> **What the exercise asks**
Find "# one dot per", then copy its line and every later line of the entries exactly through the end, leaving all pictures out.

=-=-=-=-=

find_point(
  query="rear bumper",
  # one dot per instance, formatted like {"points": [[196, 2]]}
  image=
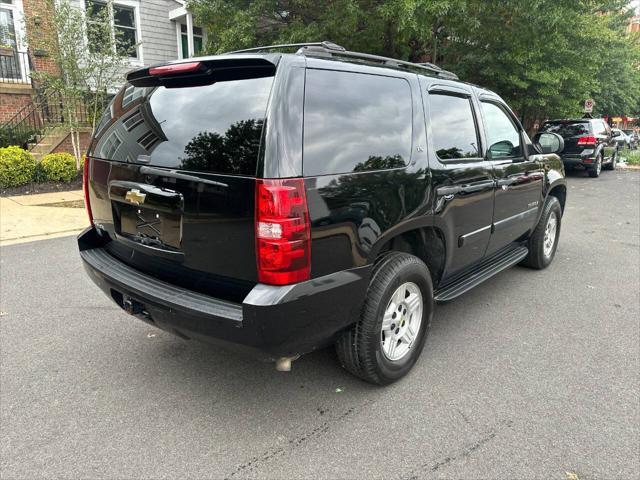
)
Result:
{"points": [[586, 161], [271, 321]]}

=-=-=-=-=

> **Exercise solution**
  # one dot per instance, formatted like {"points": [[196, 2]]}
  image=
)
Result:
{"points": [[586, 161], [271, 321]]}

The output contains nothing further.